### DATA FOR PROCESSING
▼▼▼
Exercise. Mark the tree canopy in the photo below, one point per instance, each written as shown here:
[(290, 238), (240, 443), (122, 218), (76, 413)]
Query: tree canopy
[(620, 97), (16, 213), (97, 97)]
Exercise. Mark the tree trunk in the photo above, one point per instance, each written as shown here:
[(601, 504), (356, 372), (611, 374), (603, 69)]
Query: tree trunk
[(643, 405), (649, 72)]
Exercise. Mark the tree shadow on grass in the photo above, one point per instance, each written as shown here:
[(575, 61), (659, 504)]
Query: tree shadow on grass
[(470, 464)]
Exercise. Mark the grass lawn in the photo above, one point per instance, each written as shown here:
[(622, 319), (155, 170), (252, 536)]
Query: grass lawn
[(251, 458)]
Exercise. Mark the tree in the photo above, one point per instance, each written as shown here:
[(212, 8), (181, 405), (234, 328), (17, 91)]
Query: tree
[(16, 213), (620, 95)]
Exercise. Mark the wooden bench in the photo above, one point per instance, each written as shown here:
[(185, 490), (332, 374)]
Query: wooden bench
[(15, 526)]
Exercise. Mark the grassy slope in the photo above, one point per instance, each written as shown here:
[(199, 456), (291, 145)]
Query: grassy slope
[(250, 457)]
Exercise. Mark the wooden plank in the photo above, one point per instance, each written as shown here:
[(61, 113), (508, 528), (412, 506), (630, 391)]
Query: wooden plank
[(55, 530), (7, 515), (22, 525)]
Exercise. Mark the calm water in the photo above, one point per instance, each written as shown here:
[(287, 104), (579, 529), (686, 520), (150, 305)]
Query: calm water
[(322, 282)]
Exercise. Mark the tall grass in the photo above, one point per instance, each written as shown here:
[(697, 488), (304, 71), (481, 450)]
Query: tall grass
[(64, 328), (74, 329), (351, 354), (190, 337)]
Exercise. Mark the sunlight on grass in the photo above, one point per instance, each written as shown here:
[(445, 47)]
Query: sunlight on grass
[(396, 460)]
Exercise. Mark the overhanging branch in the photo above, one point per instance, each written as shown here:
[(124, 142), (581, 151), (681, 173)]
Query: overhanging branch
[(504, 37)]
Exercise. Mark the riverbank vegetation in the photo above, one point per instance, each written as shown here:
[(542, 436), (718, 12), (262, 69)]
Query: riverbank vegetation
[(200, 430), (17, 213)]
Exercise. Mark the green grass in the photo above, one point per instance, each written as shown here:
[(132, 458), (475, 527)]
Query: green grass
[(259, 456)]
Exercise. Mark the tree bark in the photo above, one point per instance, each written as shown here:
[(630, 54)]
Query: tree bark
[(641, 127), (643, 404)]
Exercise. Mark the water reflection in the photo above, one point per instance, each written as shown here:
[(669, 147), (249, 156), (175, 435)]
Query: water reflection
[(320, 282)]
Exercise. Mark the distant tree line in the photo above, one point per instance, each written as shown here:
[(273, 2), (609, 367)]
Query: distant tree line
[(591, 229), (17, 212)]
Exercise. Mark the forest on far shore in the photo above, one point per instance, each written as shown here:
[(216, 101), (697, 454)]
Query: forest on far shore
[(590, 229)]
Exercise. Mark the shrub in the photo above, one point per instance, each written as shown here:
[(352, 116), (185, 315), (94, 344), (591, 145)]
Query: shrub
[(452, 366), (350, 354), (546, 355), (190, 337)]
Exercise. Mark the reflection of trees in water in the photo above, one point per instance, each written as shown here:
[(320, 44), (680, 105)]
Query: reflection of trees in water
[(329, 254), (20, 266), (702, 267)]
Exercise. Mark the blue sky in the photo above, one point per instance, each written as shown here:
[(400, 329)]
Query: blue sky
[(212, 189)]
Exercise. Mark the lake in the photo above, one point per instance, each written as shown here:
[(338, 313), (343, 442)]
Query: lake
▲▲▲
### WHAT THE EXERCISE ASKS
Copy the whole listing again, putting "Target" in place of every "Query" and leaving everything else untouched.

### RESPONSE TO THIS EXERCISE
Exercise. Mark the tree canopy in the photo below, one point per instance, each written as shown here:
[(290, 238), (240, 443), (122, 218), (76, 413)]
Target: tree canopy
[(620, 97), (16, 213), (97, 97)]
Exercise. Mark the tree trunk in the photo above, one point per instance, each written as shown here:
[(601, 504), (356, 372), (611, 374), (603, 69)]
Target: tree trunk
[(643, 405), (649, 72)]
Exercise. Mark the tree shadow on grass in the photo above, one point per instance, each written as shown here:
[(575, 61), (659, 504)]
Target: tree shadow on grass
[(470, 464)]
Exercise. Mark the grass lawn in the photo above, one point per instance, each written as shown here:
[(622, 319), (155, 170), (252, 536)]
Target: grass lawn
[(251, 458)]
Exercise. Mark the tree in the photo above, one point per instance, each written as shown here:
[(212, 8), (181, 405), (234, 328), (17, 91)]
Target: tree
[(16, 213), (620, 95)]
Exercise. Mark the wooden bench in the photo above, one point per instance, each written as shown here:
[(185, 490), (332, 374)]
Target: wooden bench
[(15, 526)]
Exercise. Mark the grassy slope in the photo above, one point per instance, each written as shown here:
[(199, 456), (291, 145)]
Target: grassy slope
[(250, 457)]
Exercise. Mark the wooden plank in the photo above, one point per instance, each written as shown here:
[(61, 113), (508, 528), (412, 506), (630, 391)]
Target: wooden plank
[(55, 530), (7, 515), (22, 525)]
Exercise. Mark the calm water in the photo above, one point per instance, each written as shown here:
[(287, 104), (579, 529), (686, 520), (150, 305)]
Target: calm water
[(322, 282)]
Exercise. Mark the tall grass in the photo above, one point per instance, each written as shown here:
[(697, 488), (304, 71), (481, 450)]
Target: tall grass
[(64, 328), (74, 329), (351, 354), (190, 337)]
Exercise. Mark the sunlight on grass in the photo above, one point per instance, each written as shown here:
[(445, 47)]
Target: sunlight on grass
[(396, 460)]
Exercise. Mark the overhanging branch in the photo above, one point per instance, each written as shown here:
[(124, 142), (581, 151), (681, 173)]
Target: overhanging branch
[(504, 37)]
Exercise. Mark the riverbank vegetation in the photo above, one point per instance, each written as shown here:
[(542, 436), (718, 12), (262, 69)]
Target: riverbank vegetation
[(200, 430), (17, 213)]
Exercise. Mark the green grass in the photo above, one point per instance, each written as shown here:
[(132, 458), (475, 527)]
Target: green grass
[(259, 456)]
Exercise. Mark the tree bark in the photo above, one point per instance, each written as shown here:
[(630, 54)]
Target: tree bark
[(641, 127), (643, 404)]
Exercise. Mark the water reflection in the photo above, one point per instance, each written as shown here:
[(669, 147), (249, 156), (175, 435)]
Target: water reflection
[(320, 282)]
Exercise. Mark the distant tree line in the photo above, one point per instance, each written as shown here:
[(273, 2), (609, 367)]
Target: distant tree line
[(591, 229), (17, 212)]
Exercise. Mark the forest on far shore in the photo above, one point per instance, each written as shown here:
[(216, 101), (697, 454)]
Target: forest on far shore
[(590, 229)]
Exercise. Mark the shrub in the photo above, one point per instance, each written as shown here:
[(352, 116), (185, 315), (94, 344), (591, 145)]
Target: shrub
[(452, 366), (350, 354), (546, 355), (190, 337)]
Exercise. Mark the reflection of trees in water in the photo above, one point per instance, each written as shown here:
[(320, 44), (680, 105)]
Target: reflection of trees in water
[(329, 254), (20, 266), (702, 267)]
Exercise. Mark the blue sky in the photo above, one point per instance, each written as shown here:
[(400, 329)]
Target: blue sky
[(212, 189)]
Exercise. Mark the lake in the photo above, one point per instance, each written as shown here:
[(338, 313), (343, 442)]
Target: lake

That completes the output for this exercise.